* **REQUESTS**
[a] Reproduce the passage of the book review that begins at "Dessen lost me" and stops after "they do it too!", substituting "complainer" for "whiner".
[b] Continue the review of the Dessen novel from its final sentence.

* **GIVEN TEXT**
((

This is again a totally unlikely situation, Dessen seems to love plonking her characters in impossible circumstances, apparently to make things more interesting. So what do we have here?

A girl who was ultra-fat with a mother who was ultra-fat, who both managed to shed their fat and entirely change their eating habits within a short time frame. Not just that, the mother becomes a Jane Fonda-style aerobics queen, as rich as you want it, while the girl suffers through high school having never mentally caught up with her loss of weight. She's still being bullied like hell (which sort of stretches credibility, as she now is a) slim and b) daughter of a rich and famous mum), and gets dumped on her aunt for summer holidays. The aunt, guess what?, is as fat as Colie and her mum used to be, a loony artist laughed at by the whole village. In her cellar lives another artist, a boy having similar acceptance problems with his - also rich - father. To fatten unlikely things up a bit we get a beautiful waitress who also once was an ugly (very fat) duckling and Colie's nemesis from school suddenly shows up in her many miles removed summer residence.

Dessen lost me again on the credibility-meter halfway through. Sorry, what a load of bull does she want to sell?

But that's not the worst part, nor that Colie is quite a bit of a whiner, and loads of people are described as being pretty dysfunctional. What angered me was that Dessen at no point questioned the hazing and bullying background she uses to create a plot with. There simply is no criticism of a society which creates a schooling situation that is geared to ostracize and belittle a subset of its members. There's no insight into the fact that what is done there isn't just everyday and not exactly nice, but that it is as much aggression, violation and harm as taking a knife to people. Oh sure, Colie whinges about the bad girls and boys who ridicule her, but at the same time Dessen buys into why they do it too!

))

* **ENTRIES PROVIDED**

((

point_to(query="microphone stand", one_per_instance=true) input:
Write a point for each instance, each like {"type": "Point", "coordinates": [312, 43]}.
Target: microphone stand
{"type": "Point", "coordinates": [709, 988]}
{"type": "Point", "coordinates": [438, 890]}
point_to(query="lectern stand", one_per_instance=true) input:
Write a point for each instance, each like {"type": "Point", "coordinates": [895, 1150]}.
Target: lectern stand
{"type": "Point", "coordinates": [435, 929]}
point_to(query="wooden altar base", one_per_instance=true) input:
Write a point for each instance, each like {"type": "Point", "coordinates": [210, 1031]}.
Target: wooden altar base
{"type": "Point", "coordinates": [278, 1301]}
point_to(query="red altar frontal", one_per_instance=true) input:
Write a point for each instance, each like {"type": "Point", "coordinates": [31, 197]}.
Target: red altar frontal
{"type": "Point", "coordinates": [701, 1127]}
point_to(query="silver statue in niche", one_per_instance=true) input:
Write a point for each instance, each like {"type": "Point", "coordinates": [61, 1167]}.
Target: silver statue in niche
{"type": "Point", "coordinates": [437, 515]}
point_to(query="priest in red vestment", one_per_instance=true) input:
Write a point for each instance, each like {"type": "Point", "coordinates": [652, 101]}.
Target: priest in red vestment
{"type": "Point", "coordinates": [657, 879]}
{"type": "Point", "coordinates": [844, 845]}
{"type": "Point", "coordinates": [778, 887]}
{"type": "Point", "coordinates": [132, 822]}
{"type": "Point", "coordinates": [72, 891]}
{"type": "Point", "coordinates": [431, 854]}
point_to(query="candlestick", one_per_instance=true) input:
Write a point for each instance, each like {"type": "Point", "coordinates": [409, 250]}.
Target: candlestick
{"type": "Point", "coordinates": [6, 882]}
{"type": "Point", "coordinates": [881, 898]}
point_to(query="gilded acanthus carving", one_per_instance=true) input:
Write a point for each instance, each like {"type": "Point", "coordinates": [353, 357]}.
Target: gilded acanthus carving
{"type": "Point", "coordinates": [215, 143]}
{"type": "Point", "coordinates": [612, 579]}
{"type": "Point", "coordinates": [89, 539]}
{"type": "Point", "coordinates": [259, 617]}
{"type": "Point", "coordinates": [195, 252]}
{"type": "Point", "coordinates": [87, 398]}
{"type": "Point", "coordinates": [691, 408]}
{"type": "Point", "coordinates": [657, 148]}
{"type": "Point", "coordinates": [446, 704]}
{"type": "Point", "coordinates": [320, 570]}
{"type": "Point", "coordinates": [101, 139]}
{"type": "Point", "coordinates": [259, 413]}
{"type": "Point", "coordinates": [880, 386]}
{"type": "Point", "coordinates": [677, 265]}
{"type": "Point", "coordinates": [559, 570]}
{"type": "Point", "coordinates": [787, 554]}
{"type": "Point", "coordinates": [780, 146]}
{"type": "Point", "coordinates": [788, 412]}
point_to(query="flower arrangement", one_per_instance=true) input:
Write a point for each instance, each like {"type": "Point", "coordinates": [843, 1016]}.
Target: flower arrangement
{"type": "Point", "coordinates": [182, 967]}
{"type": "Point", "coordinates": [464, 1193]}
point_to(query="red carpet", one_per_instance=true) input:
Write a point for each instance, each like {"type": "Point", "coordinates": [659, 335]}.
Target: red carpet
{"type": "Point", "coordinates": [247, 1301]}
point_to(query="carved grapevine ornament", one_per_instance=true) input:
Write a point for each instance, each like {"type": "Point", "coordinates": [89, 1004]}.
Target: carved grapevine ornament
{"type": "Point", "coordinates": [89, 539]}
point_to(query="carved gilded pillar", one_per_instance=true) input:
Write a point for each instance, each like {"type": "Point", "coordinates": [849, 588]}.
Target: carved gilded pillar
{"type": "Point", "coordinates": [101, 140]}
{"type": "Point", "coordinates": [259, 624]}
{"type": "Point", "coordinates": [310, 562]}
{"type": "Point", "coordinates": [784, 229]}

))

* **EXPECTED RESPONSES**
[a]
Dessen lost me again on the credibility-meter halfway through. Sorry, what a load of bull does she want to sell?

But that's not the worst part, nor that Colie is quite a bit of a complainer, and loads of people are described as being pretty dysfunctional. What angered me was that Dessen at no point questioned the hazing and bullying background she uses to create a plot with. There simply is no criticism of a society which creates a schooling situation that is geared to ostracize and belittle a subset of its members. There's no insight into the fact that what is done there isn't just everyday and not exactly nice, but that it is as much aggression, violation and harm as taking a knife to people. Oh sure, Colie whinges about the bad girls and boys who ridicule her, but at the same time Dessen buys into why they do it too!

[b]
It is not some change of the bullies, or awakening of the school system, or authorities, or whatever which puts an end to all this. Instead it is the fact that Colie lost 50 pounds and her new friends show her how to dress nice, how to put on make up and use nail polish and pluck her eyebrows. Colie doesn't deal with the bullying, she changes herself so that she can't be bullied because now she adheres to the concept of artificial and superficial beauty that those bullying her demand. And of course she gets not just one, but two boys in the aftermath of heeling to those societal concepts.

It's not just that Colie, her mum and Isabel severely lose weight to conform with American beauty ideals, they also dress "apropriately," they make up and make their hair over in the "acceptable way." Additionally the non-conforming "hippie-boy" in the cellar becomes acceptable to Colie only because he paints her portrait and auntie Mira is okay only because she does not smart over the hazing and slights she gets from the village.

How sick is that?

So, sorry, the one star is hard earned. That's really the direct opposite of how people ought to react to bullying, and it is enabling of every youth who thinks she just needs to hunger herself into an unhealthy beauty ideal constructed by fashionmakers to become popular.

Not, so absolutely, one hundred percent not how these things ought to be represented to young people.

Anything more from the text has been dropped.